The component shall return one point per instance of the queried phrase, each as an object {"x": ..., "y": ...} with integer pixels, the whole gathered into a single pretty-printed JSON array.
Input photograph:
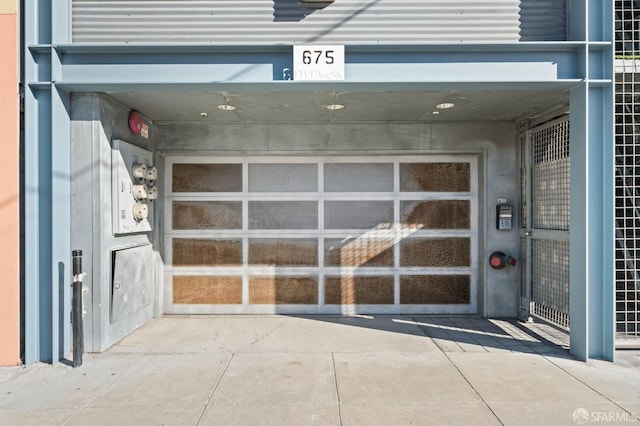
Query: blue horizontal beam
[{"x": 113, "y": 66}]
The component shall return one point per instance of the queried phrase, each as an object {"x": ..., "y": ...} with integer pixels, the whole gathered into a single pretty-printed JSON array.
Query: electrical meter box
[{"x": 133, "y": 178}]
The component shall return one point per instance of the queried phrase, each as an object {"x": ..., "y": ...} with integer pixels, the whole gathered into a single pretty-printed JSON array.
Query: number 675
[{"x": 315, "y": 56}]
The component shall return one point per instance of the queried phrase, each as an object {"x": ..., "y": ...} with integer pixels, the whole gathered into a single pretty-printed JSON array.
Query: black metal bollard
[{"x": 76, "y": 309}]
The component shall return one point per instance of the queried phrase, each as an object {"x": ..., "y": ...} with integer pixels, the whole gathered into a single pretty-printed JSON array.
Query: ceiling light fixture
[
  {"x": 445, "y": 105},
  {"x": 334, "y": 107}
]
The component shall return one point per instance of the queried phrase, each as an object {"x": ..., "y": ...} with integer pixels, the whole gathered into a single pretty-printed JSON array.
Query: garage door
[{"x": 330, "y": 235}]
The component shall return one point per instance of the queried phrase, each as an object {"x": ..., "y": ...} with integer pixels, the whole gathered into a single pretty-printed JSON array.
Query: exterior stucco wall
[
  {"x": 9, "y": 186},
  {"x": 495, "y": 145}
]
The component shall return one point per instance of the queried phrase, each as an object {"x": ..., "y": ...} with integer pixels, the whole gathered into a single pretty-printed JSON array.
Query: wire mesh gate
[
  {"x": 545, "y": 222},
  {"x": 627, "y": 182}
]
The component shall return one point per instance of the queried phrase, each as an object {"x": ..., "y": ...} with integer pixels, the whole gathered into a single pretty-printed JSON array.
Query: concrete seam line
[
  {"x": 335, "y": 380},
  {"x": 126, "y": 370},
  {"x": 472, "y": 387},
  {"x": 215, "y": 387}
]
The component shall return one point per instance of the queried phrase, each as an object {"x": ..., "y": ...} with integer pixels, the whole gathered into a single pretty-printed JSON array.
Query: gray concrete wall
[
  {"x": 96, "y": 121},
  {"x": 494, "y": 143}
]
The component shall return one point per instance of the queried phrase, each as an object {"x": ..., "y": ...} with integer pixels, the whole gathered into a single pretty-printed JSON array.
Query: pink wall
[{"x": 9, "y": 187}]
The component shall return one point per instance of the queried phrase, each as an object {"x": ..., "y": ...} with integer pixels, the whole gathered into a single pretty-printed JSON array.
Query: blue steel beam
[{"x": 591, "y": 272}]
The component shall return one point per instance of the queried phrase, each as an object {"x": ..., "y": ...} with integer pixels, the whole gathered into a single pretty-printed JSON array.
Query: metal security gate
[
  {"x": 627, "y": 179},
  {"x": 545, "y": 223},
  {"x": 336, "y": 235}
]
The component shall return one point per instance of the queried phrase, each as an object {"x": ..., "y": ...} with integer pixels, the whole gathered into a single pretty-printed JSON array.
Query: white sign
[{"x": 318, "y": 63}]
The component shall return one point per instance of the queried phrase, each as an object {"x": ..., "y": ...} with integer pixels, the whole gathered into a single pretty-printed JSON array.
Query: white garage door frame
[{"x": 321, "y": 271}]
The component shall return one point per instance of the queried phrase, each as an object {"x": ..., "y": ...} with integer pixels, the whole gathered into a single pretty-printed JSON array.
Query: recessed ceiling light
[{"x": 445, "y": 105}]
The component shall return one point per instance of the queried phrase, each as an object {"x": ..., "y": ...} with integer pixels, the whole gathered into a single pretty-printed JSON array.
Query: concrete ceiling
══════════════════════════════
◆ **Activity**
Give back all entries exactly. No pictures belong in the copy.

◆ **Response**
The component shall return one point per instance of the queried phrase, each as an object {"x": ..., "y": ...} with integer pixels, the whole gathered into a single pretty-printed JSON array.
Input photograph:
Query: blue horizontal beam
[{"x": 113, "y": 66}]
The component shall return one point per instance of the queried phrase, each as an object {"x": ..., "y": ...} with integer pixels, the whole gathered into a single pretty-printed JSON array.
Query: electrical meter box
[{"x": 133, "y": 178}]
The component shall return one point per instance of the queried phrase, each as an object {"x": ..., "y": ...} with integer pixels, the whole gathered into a single pretty-printed JSON array.
Query: number 675
[{"x": 315, "y": 56}]
The component shall return one point per instance of the queried phrase, each as an object {"x": ..., "y": ...} with integer pixels, the whole gathered into a single pretty-printed JSON array.
Query: black metal bollard
[{"x": 76, "y": 309}]
The component shall return one point per instance of the queried phrase, each as an object {"x": ..., "y": ...} with integer pixels, the whole gathered into a single pretty-printed JSON array.
Query: ceiling light fixture
[
  {"x": 445, "y": 105},
  {"x": 334, "y": 107}
]
The component shall return one point per instance of the queried phrase, each as an object {"x": ..., "y": ...} with integer pixels, the whole gathered into a single pretty-printed JSON array.
Query: garage door
[{"x": 330, "y": 235}]
The component shall return one point per instance of the queried phrase, each as an object {"x": ..., "y": ...} with integer pixels, the whole gathered into a single pretty-printed JSON array.
Query: exterior stucco wall
[
  {"x": 9, "y": 186},
  {"x": 495, "y": 145}
]
The component shall return one point per instance of the queried phrase, each as an object {"x": ..., "y": ...} with integer pixels, the whole gathered into a single pretty-printed JSON array.
Query: wire mesh gate
[
  {"x": 545, "y": 222},
  {"x": 627, "y": 182}
]
The component shall return one point per instance of the queried phrase, each as an object {"x": ..., "y": ...} with integer pixels, the whole gathered into a single pretty-printed JSON array.
Query: concrete seam line
[
  {"x": 335, "y": 380},
  {"x": 126, "y": 370},
  {"x": 472, "y": 387},
  {"x": 215, "y": 387}
]
The component shall return one point per instance of the queried phrase, each as an object {"x": ..., "y": ...} with integer pixels, the whole gathered into a single pretty-printed JSON array.
Query: gray concrete wall
[
  {"x": 96, "y": 121},
  {"x": 494, "y": 143}
]
The component shall return one point per instance of the queried phrase, each as an object {"x": ..., "y": ...} with integer pixels, the whole gathered into a single pretty-printed JSON array.
Query: pink wall
[{"x": 9, "y": 187}]
The component shall return one point per instance of the queried phrase, each as an object {"x": ..., "y": ...} with integer pixels, the whole gathered into a single pretty-printed JSON array.
Query: blue steel beam
[{"x": 591, "y": 272}]
The component shall return one point per instance of the queried phrase, each as an object {"x": ..., "y": ...} with integer pixels, the whole gathered into a single pretty-printed JSON array.
Query: metal security gate
[
  {"x": 627, "y": 179},
  {"x": 545, "y": 223},
  {"x": 336, "y": 235}
]
The component shall return one point per instance of the queried phrase, each as an object {"x": ..., "y": ...} with integer pixels, the whole gathered into a single pretty-printed JSON array.
Query: white sign
[{"x": 318, "y": 63}]
The component shall return one point per instance of the queried phrase, each as an object {"x": ..., "y": ...} with integer pixels, the whole gathered into a single pretty-printed JSON array.
Query: white garage door frame
[{"x": 321, "y": 271}]
The component shall return one point per instance of the queried phrase, each as an object {"x": ..., "y": ...} with integer pixels, the whole gathered into a single pretty-printed JSON array.
Query: recessed ceiling light
[{"x": 445, "y": 105}]
The component shall return one point per instance of the queried phrase, each as an object {"x": ..., "y": ...} with integer pixels, the whole gathered into a single pretty-printed JSON array.
Query: concrete ceiling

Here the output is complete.